Stated goal |
Type out the data exactly as given. Skip any image.

Entries shown |
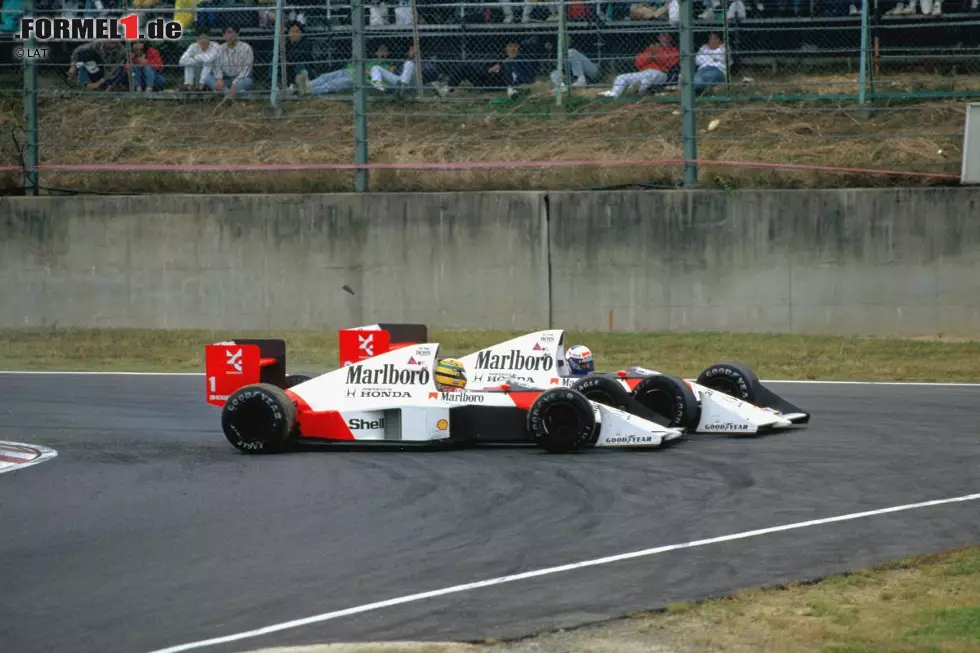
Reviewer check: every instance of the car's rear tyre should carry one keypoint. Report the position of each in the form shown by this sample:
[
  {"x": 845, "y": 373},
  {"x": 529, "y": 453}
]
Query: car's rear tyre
[
  {"x": 295, "y": 379},
  {"x": 671, "y": 398},
  {"x": 603, "y": 390},
  {"x": 258, "y": 418},
  {"x": 733, "y": 379},
  {"x": 562, "y": 420}
]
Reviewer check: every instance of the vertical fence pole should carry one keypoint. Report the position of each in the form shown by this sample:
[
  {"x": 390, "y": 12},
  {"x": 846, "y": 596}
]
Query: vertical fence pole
[
  {"x": 274, "y": 90},
  {"x": 687, "y": 93},
  {"x": 360, "y": 96},
  {"x": 561, "y": 49},
  {"x": 865, "y": 33},
  {"x": 30, "y": 155},
  {"x": 418, "y": 49}
]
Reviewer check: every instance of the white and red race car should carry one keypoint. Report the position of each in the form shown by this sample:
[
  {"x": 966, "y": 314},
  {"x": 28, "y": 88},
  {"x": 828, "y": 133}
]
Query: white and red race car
[
  {"x": 384, "y": 393},
  {"x": 725, "y": 397}
]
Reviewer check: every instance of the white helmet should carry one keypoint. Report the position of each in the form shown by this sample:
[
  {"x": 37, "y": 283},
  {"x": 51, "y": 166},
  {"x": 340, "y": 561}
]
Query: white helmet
[{"x": 579, "y": 359}]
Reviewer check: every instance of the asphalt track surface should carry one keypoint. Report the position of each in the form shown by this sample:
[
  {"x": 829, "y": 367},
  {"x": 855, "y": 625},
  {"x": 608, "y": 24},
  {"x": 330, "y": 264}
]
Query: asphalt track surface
[{"x": 149, "y": 530}]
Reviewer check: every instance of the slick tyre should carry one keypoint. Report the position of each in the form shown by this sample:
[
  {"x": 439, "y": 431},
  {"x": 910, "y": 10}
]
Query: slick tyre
[
  {"x": 295, "y": 379},
  {"x": 562, "y": 420},
  {"x": 603, "y": 390},
  {"x": 258, "y": 418},
  {"x": 733, "y": 379},
  {"x": 671, "y": 398}
]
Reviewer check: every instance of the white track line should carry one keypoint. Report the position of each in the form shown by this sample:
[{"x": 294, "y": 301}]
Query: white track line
[
  {"x": 44, "y": 454},
  {"x": 791, "y": 381},
  {"x": 328, "y": 616}
]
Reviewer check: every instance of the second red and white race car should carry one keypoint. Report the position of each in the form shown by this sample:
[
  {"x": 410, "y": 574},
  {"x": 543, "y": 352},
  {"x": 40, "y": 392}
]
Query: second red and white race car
[{"x": 726, "y": 397}]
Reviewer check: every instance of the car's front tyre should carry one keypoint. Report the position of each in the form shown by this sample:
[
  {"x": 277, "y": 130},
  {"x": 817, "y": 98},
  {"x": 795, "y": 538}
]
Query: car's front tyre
[
  {"x": 562, "y": 420},
  {"x": 258, "y": 418}
]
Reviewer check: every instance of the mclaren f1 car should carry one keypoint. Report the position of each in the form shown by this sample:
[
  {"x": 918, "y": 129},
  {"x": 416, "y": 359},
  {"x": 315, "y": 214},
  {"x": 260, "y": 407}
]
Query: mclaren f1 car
[
  {"x": 726, "y": 397},
  {"x": 385, "y": 393}
]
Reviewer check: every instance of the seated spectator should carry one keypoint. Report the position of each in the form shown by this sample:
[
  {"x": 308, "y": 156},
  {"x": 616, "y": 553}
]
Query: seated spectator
[
  {"x": 403, "y": 76},
  {"x": 147, "y": 68},
  {"x": 232, "y": 70},
  {"x": 712, "y": 64},
  {"x": 12, "y": 12},
  {"x": 100, "y": 65},
  {"x": 299, "y": 54},
  {"x": 513, "y": 71},
  {"x": 508, "y": 9},
  {"x": 654, "y": 66},
  {"x": 658, "y": 10},
  {"x": 198, "y": 60},
  {"x": 184, "y": 12},
  {"x": 583, "y": 69},
  {"x": 341, "y": 80}
]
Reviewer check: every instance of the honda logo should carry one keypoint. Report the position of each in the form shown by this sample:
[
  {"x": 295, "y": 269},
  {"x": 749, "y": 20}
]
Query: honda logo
[
  {"x": 234, "y": 359},
  {"x": 366, "y": 343}
]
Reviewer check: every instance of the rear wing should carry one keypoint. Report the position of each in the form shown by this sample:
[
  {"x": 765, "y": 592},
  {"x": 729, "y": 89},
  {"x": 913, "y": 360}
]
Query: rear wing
[
  {"x": 361, "y": 343},
  {"x": 236, "y": 363}
]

Solution for this problem |
Reviewer check: every instance of the car's rear tyre should carry one keypoint. Report the position of each in the form shown by this sample:
[
  {"x": 845, "y": 373},
  {"x": 529, "y": 453}
]
Query: car's rear tyre
[
  {"x": 295, "y": 379},
  {"x": 671, "y": 398},
  {"x": 603, "y": 390},
  {"x": 258, "y": 418},
  {"x": 733, "y": 379},
  {"x": 562, "y": 420}
]
Reviewer check: every instance of the vertical fence pole should carry one keypoint. Report the position of each in the form shown by this sample:
[
  {"x": 390, "y": 12},
  {"x": 846, "y": 596}
]
Query: vertical fence pole
[
  {"x": 274, "y": 90},
  {"x": 687, "y": 93},
  {"x": 360, "y": 96},
  {"x": 561, "y": 49},
  {"x": 865, "y": 33},
  {"x": 30, "y": 155},
  {"x": 418, "y": 49}
]
Reviewer check: every instance of the white and red race car should carry one keypoint. Report the position of each in the form shown by this sample:
[
  {"x": 966, "y": 314},
  {"x": 28, "y": 88},
  {"x": 828, "y": 133}
]
Query: white and red race car
[
  {"x": 384, "y": 393},
  {"x": 725, "y": 397}
]
Reviewer check: every instance of the white helmet should carry one keypoint. Report the position of each in the form shown by this sample:
[
  {"x": 37, "y": 283},
  {"x": 51, "y": 166},
  {"x": 340, "y": 561}
]
Query: white helmet
[{"x": 579, "y": 359}]
Reviewer check: every instance of the asphalt track surface should carry one keypoint. Report the position of each in the form shown by this sample:
[
  {"x": 829, "y": 367},
  {"x": 855, "y": 625},
  {"x": 608, "y": 24},
  {"x": 330, "y": 264}
]
Query: asphalt track surface
[{"x": 149, "y": 530}]
Reviewer check: every instance of the slick tyre should carry one keypoint. Report the position of each in the form shown by this sample:
[
  {"x": 439, "y": 431},
  {"x": 910, "y": 10}
]
Query: slick tyre
[
  {"x": 295, "y": 379},
  {"x": 562, "y": 420},
  {"x": 603, "y": 390},
  {"x": 258, "y": 418},
  {"x": 733, "y": 379},
  {"x": 671, "y": 398}
]
Reviewer check: every instance of the white track line should carry one keypoint. Report the position of each in the form shown by this sample:
[{"x": 294, "y": 301}]
Query: white track line
[
  {"x": 44, "y": 454},
  {"x": 791, "y": 381},
  {"x": 328, "y": 616}
]
Reviewer check: every instance of the second red and white race car should carry one keypoint. Report the position of each in the form shown by this sample:
[
  {"x": 410, "y": 574},
  {"x": 543, "y": 352},
  {"x": 40, "y": 392}
]
Query: second red and white race car
[{"x": 726, "y": 397}]
Reviewer check: every instance of the car's front tyre should carry one keypoint. Report the position of each in the form shown by this sample:
[
  {"x": 277, "y": 130},
  {"x": 817, "y": 98},
  {"x": 795, "y": 538}
]
Query: car's front tyre
[
  {"x": 562, "y": 420},
  {"x": 258, "y": 418}
]
Reviewer check: every instance of the mclaren f1 car should carry one keypoint. Report the position of each in the form shown by this sample:
[
  {"x": 918, "y": 129},
  {"x": 416, "y": 359},
  {"x": 315, "y": 214},
  {"x": 260, "y": 407}
]
Query: mclaren f1 car
[
  {"x": 726, "y": 397},
  {"x": 385, "y": 393}
]
Reviewer check: every instance of the seated spectator should carry one keypoint. Report the position of each in the form shown by this sample:
[
  {"x": 308, "y": 156},
  {"x": 616, "y": 553}
]
Query: seated spectator
[
  {"x": 403, "y": 76},
  {"x": 147, "y": 68},
  {"x": 232, "y": 70},
  {"x": 712, "y": 64},
  {"x": 12, "y": 12},
  {"x": 100, "y": 65},
  {"x": 299, "y": 54},
  {"x": 513, "y": 71},
  {"x": 508, "y": 9},
  {"x": 654, "y": 66},
  {"x": 658, "y": 10},
  {"x": 198, "y": 60},
  {"x": 184, "y": 12},
  {"x": 583, "y": 69},
  {"x": 341, "y": 80}
]
Reviewer check: every instance of the honda logo should carry one keypoint. Report the position of each in the form shown by this sample:
[
  {"x": 295, "y": 269},
  {"x": 749, "y": 20}
]
Query: honda logo
[
  {"x": 234, "y": 359},
  {"x": 366, "y": 343}
]
Reviewer check: every instance of the rear wing should carry one keypoint. Report the position of each in the form shown by this sample:
[
  {"x": 765, "y": 592},
  {"x": 729, "y": 89},
  {"x": 913, "y": 360}
]
Query: rear wing
[
  {"x": 361, "y": 343},
  {"x": 236, "y": 363}
]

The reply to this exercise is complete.